### Work instructions
Once the line with "on the scripture" is found in the entries below, repeat that line and every one after it exactly, ending at the last.

### The data
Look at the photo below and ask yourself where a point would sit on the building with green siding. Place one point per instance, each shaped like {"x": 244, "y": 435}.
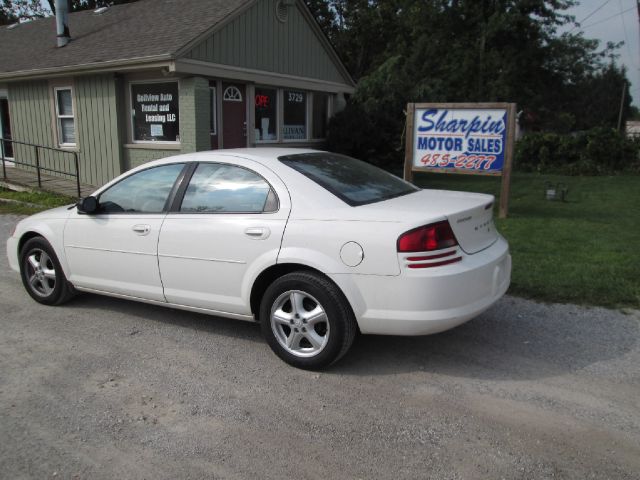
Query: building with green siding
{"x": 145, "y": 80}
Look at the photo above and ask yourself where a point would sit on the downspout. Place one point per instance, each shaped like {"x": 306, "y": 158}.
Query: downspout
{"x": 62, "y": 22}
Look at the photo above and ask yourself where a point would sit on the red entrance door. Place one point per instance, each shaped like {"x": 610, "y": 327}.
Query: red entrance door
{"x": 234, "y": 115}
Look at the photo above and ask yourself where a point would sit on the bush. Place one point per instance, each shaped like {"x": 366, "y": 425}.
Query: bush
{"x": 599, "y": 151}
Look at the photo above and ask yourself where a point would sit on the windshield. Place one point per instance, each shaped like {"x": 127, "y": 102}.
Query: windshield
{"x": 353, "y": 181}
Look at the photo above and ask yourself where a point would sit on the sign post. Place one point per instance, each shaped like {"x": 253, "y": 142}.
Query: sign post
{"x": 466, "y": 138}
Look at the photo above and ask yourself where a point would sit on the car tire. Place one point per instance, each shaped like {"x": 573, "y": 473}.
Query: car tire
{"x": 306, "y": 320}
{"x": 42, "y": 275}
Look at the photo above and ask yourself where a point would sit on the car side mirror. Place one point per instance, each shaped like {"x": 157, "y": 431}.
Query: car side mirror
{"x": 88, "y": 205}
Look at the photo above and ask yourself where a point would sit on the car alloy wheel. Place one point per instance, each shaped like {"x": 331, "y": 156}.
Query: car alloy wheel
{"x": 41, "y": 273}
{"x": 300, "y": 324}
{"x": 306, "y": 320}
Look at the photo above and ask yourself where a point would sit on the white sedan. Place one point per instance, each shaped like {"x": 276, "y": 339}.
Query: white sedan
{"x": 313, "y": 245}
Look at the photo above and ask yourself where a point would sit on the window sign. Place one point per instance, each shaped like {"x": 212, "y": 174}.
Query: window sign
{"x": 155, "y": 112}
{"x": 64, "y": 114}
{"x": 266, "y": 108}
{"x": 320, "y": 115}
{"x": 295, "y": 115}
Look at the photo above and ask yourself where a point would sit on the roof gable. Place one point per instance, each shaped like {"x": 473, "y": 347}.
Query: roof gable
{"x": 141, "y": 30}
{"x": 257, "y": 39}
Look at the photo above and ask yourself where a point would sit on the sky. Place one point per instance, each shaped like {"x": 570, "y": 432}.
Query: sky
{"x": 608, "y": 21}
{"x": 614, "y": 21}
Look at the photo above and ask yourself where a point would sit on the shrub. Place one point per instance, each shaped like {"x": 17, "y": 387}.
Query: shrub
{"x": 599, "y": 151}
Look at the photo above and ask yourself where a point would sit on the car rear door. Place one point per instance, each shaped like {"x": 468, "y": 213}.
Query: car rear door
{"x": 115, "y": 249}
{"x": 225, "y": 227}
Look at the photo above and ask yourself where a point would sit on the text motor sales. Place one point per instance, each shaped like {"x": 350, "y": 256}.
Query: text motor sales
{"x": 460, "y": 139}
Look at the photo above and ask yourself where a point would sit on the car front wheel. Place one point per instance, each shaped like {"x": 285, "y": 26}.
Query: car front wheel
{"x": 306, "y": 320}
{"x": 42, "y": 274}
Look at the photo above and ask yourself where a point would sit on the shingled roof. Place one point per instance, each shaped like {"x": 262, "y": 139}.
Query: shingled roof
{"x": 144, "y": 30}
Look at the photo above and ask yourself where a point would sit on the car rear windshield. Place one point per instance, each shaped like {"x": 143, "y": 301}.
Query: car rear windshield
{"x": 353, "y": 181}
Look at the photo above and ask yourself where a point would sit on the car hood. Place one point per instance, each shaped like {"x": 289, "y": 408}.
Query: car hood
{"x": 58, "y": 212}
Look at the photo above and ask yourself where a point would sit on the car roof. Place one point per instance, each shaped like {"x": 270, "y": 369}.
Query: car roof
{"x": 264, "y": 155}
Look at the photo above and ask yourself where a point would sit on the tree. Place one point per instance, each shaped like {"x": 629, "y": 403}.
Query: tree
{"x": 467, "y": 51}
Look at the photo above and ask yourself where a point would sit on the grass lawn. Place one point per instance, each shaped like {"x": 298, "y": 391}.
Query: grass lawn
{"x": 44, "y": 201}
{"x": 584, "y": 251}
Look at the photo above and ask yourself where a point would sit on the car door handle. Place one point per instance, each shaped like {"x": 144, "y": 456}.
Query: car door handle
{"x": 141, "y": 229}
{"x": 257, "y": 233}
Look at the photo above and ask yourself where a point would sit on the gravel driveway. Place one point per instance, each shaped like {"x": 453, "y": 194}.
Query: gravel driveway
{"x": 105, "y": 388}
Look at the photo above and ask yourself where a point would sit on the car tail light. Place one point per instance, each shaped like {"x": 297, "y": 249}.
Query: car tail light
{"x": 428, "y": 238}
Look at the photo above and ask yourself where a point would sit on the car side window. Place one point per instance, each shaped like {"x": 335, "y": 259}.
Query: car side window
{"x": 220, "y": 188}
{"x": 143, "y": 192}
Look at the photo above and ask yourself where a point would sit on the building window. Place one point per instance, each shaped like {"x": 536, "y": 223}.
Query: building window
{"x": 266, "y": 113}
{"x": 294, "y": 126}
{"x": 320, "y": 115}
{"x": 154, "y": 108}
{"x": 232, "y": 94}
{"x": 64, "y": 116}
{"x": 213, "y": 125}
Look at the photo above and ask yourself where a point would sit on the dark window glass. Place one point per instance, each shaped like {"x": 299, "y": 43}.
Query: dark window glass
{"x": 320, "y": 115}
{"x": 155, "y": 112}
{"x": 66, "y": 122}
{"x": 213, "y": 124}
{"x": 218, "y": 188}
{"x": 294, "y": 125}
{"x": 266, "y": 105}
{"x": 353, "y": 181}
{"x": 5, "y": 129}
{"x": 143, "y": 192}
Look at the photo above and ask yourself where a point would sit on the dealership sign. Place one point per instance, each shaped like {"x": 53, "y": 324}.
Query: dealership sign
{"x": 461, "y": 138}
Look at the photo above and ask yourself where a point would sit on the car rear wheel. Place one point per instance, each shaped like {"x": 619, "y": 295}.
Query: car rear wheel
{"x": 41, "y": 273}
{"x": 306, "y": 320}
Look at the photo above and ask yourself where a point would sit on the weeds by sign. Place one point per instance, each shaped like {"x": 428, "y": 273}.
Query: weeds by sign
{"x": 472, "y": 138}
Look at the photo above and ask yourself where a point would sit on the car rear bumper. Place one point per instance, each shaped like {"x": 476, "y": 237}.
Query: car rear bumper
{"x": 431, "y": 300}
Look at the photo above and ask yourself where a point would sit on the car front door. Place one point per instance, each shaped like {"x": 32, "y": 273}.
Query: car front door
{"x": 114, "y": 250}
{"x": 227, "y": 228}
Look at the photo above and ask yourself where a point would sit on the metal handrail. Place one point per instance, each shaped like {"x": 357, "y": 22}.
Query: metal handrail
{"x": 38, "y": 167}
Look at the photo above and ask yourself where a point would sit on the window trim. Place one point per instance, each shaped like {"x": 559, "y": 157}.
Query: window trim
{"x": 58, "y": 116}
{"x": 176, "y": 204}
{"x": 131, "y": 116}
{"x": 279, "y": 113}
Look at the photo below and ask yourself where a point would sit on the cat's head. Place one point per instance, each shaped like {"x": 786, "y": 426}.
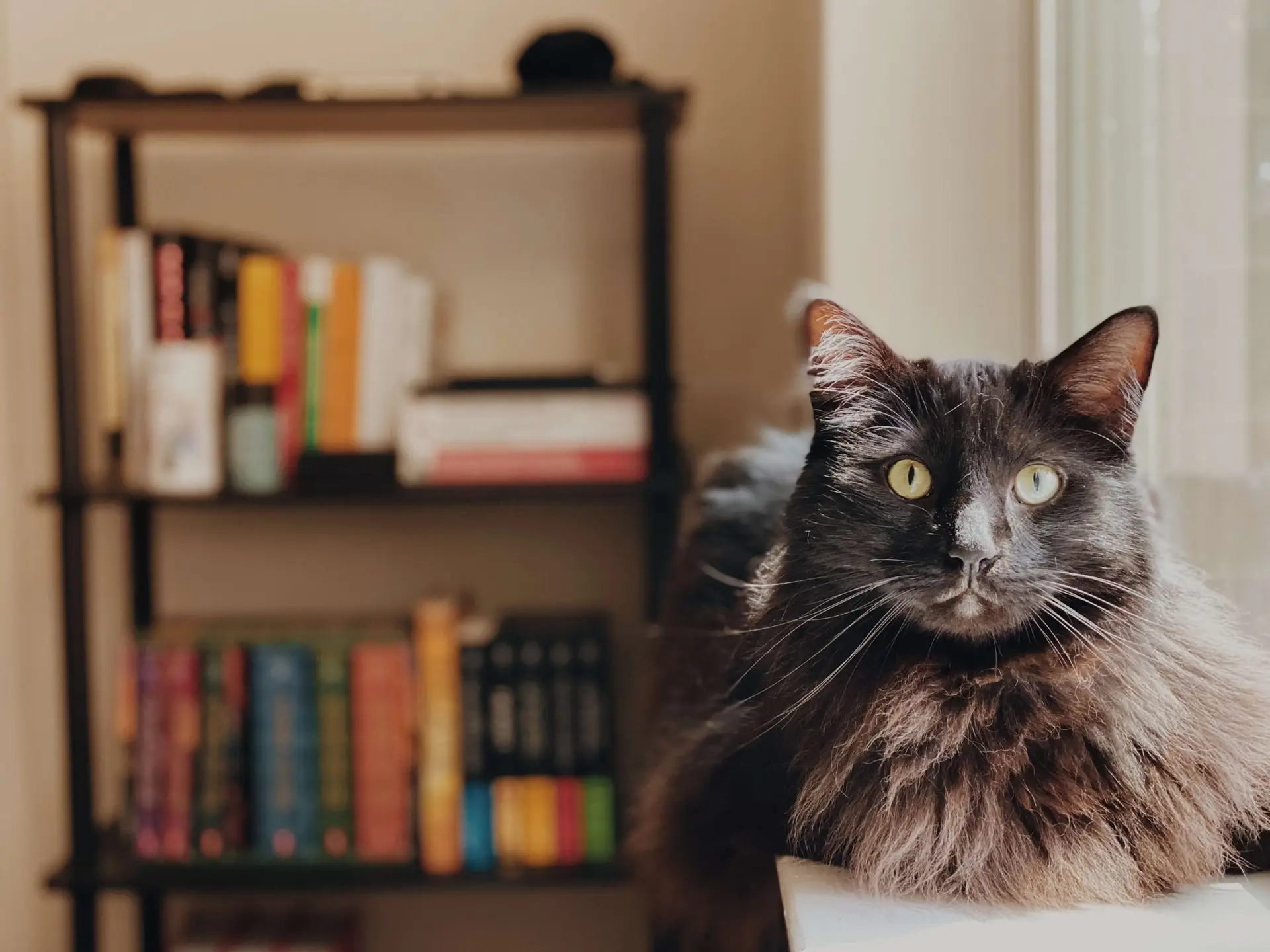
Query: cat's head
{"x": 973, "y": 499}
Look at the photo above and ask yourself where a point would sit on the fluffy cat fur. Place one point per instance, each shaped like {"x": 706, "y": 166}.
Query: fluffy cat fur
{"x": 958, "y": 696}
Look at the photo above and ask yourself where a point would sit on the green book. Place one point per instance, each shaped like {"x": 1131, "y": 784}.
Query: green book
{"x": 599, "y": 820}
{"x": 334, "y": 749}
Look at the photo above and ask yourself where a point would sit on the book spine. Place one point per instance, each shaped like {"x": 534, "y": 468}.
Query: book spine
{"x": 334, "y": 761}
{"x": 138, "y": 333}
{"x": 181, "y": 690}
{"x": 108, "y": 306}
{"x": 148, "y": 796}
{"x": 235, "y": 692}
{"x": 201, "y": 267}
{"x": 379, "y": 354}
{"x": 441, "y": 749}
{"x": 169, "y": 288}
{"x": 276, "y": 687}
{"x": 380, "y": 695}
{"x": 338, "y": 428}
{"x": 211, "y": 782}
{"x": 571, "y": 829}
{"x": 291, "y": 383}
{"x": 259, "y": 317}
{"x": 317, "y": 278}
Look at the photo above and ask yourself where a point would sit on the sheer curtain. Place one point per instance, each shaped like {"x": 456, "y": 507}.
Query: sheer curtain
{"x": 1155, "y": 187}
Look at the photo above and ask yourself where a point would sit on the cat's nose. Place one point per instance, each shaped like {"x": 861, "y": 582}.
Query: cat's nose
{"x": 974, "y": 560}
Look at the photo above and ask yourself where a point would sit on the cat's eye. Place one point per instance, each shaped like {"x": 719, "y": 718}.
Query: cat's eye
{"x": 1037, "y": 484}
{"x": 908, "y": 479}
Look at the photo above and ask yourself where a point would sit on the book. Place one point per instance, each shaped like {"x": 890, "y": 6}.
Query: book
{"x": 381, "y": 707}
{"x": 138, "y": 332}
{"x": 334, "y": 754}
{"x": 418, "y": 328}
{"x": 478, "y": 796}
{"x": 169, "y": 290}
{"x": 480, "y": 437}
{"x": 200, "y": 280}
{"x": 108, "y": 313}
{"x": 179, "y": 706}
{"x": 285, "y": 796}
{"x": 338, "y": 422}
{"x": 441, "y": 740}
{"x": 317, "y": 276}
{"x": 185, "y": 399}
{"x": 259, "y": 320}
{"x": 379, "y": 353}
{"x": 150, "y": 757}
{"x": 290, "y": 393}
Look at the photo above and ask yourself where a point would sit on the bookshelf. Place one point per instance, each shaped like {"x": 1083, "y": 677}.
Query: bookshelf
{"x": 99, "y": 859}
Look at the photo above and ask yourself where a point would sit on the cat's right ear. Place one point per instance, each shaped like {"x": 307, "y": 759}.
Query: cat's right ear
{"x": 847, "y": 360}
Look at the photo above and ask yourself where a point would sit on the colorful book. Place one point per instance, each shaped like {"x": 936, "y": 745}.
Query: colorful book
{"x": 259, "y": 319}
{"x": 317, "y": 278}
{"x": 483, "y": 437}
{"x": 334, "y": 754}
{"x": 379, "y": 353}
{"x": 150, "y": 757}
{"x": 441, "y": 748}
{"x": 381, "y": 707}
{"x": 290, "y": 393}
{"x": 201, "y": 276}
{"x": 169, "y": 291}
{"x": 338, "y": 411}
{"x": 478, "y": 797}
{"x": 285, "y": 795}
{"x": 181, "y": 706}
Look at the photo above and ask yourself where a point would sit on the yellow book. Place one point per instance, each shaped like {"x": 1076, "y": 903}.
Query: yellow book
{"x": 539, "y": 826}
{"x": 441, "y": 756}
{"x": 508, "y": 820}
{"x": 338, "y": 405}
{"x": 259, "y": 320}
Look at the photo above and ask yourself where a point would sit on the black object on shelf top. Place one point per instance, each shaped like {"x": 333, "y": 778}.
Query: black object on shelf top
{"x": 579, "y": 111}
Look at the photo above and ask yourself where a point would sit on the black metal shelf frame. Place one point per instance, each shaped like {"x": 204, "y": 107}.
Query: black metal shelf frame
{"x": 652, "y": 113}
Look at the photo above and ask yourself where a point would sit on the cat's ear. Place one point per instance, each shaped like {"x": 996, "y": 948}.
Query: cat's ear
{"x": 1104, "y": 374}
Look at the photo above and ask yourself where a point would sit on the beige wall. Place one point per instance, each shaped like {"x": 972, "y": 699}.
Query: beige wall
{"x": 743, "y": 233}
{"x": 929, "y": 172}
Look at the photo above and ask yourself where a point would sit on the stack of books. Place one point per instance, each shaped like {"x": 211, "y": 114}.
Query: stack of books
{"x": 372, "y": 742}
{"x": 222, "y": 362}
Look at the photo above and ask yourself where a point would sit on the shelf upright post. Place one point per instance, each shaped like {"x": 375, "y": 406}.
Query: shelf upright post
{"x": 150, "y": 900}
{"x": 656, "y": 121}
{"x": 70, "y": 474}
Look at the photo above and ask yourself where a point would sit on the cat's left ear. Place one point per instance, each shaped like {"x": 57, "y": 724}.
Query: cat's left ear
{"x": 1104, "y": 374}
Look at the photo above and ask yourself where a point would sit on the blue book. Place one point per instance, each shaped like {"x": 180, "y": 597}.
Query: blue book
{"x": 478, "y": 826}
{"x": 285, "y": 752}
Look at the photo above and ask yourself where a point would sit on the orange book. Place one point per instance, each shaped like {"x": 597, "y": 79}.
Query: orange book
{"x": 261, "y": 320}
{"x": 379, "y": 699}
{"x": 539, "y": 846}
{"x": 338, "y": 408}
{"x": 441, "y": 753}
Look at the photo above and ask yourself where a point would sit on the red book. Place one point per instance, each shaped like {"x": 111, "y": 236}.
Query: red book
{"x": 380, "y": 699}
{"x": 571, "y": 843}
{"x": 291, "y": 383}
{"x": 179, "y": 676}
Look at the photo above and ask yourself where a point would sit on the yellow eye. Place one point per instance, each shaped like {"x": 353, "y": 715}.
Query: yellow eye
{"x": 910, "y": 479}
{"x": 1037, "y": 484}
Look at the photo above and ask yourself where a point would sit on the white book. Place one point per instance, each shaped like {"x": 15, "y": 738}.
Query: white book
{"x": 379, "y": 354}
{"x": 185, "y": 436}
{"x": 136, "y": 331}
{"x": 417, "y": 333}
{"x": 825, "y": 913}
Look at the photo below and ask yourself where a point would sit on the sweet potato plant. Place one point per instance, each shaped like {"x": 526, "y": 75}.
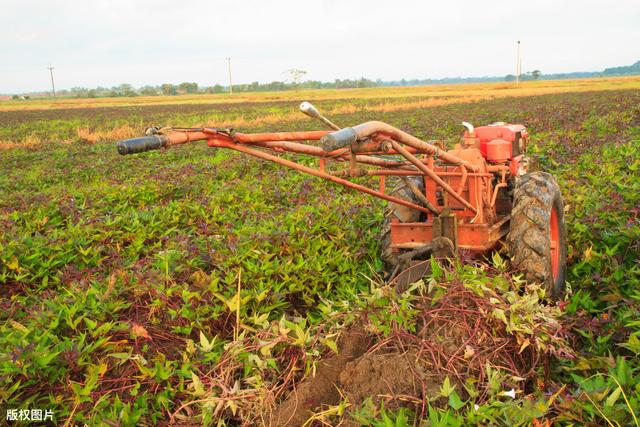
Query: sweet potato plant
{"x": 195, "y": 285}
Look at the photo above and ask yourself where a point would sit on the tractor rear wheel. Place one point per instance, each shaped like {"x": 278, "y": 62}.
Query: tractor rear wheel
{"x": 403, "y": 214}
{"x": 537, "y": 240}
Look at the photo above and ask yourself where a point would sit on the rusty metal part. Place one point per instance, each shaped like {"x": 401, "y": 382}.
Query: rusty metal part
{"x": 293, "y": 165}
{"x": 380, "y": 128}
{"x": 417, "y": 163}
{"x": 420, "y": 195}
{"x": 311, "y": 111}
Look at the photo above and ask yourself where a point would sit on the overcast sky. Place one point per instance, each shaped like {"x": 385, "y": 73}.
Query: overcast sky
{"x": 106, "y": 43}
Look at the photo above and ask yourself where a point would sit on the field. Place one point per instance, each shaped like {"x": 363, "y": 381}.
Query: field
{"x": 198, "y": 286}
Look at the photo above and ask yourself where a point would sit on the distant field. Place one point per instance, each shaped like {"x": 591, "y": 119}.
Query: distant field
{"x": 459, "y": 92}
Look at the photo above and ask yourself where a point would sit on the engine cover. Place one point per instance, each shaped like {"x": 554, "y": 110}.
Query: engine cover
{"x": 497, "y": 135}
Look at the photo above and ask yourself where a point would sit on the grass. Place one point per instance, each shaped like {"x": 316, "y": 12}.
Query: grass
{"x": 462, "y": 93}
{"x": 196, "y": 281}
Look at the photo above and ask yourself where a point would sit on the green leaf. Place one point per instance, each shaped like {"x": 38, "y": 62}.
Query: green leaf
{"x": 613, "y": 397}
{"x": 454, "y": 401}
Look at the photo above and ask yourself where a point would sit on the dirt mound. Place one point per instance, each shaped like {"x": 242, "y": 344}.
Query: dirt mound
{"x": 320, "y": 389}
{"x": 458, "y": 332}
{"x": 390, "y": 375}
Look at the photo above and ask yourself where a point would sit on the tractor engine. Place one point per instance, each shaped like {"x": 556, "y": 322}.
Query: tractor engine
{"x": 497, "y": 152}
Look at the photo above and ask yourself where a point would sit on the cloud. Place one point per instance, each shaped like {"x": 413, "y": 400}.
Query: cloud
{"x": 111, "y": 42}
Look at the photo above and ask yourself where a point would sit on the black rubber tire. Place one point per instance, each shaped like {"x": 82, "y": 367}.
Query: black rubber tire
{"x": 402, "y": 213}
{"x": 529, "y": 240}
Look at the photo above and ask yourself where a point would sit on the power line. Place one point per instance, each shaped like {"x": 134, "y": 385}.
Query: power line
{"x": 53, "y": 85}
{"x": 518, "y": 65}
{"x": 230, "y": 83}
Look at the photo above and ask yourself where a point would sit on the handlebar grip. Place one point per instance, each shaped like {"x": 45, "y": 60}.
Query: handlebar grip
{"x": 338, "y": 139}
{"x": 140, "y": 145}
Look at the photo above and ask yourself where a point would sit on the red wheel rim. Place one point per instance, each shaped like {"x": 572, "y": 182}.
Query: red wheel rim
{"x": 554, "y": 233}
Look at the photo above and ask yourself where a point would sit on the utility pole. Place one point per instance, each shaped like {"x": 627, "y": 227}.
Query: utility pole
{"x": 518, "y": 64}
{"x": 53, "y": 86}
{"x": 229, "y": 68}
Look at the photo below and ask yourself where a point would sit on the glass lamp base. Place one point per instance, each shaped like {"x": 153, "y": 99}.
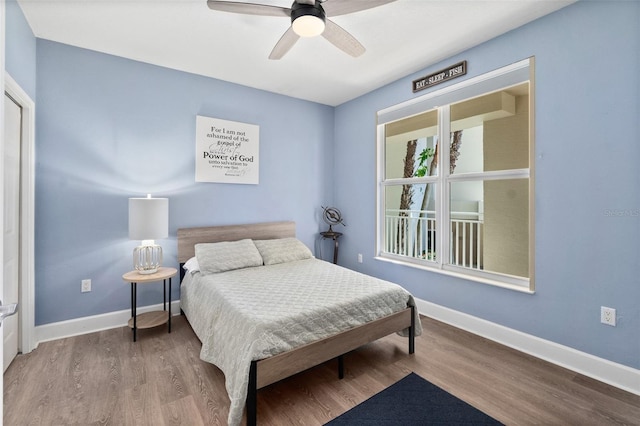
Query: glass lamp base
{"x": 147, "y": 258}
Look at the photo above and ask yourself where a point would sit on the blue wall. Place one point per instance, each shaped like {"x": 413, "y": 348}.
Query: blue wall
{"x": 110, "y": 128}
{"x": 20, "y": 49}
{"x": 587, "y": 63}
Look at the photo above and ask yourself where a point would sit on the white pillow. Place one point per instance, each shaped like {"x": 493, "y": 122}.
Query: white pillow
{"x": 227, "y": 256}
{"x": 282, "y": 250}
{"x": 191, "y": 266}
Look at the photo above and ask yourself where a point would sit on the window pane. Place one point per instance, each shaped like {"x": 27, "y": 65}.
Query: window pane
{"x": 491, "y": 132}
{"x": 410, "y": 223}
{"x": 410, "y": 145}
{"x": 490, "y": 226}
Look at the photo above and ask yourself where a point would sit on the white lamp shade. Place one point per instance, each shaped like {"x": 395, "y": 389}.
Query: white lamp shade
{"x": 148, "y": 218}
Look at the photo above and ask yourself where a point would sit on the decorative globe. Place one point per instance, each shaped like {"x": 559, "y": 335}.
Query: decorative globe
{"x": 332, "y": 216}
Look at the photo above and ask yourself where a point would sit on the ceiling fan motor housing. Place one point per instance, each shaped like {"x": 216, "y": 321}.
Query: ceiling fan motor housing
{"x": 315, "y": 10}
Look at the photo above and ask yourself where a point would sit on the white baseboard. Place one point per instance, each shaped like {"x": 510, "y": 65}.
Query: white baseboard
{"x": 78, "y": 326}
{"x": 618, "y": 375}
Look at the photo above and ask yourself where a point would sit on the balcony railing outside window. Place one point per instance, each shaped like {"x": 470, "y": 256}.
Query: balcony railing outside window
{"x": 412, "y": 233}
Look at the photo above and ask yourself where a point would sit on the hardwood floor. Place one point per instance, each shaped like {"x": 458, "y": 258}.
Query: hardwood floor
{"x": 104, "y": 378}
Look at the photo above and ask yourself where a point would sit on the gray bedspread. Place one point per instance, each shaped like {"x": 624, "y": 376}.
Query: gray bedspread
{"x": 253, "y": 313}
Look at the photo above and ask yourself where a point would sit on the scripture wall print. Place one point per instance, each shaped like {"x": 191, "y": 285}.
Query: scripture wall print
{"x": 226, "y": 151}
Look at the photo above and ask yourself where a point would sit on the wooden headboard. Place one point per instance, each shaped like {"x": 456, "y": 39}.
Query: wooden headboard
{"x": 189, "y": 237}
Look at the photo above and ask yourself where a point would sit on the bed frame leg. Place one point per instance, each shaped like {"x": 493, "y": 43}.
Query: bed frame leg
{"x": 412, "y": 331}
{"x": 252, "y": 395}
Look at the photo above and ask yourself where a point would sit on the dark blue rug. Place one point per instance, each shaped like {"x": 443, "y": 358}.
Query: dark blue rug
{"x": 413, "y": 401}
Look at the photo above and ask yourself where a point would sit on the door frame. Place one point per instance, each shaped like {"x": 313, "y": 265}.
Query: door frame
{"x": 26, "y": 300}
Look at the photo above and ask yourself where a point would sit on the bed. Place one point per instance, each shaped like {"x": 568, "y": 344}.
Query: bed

### Exercise answer
Look at the photo above and ask yourself where a point would sit on the scripture wall print. Place one point per instance, each shaped like {"x": 191, "y": 285}.
Query: scripture wall print
{"x": 226, "y": 151}
Look at the photo above and ask yourself where a point would sit on the wooden headboard. Place one point per instance, each shaped like {"x": 456, "y": 39}.
Query: wooden headboard
{"x": 189, "y": 237}
Look at the photo above and ask yourself where a point would sit on the bed frame leg. Place one point per instance, each shaped like {"x": 493, "y": 43}.
Query: bed frame leg
{"x": 412, "y": 331}
{"x": 252, "y": 395}
Look at the photo above and ask yourself where a point would sit on the dark blue rug. Place one point per instance, each shaped like {"x": 443, "y": 358}.
Query: dark blue rug
{"x": 413, "y": 401}
Look at the photo above and ask yourself where a point would sit on the door frame. Place one point per instance, each shaped like {"x": 313, "y": 265}.
Query: door frame
{"x": 26, "y": 300}
Look at the photo above and ask yourself where a point would sit on the bed. Place one point per instance, each shaped like {"x": 568, "y": 344}.
Query: bed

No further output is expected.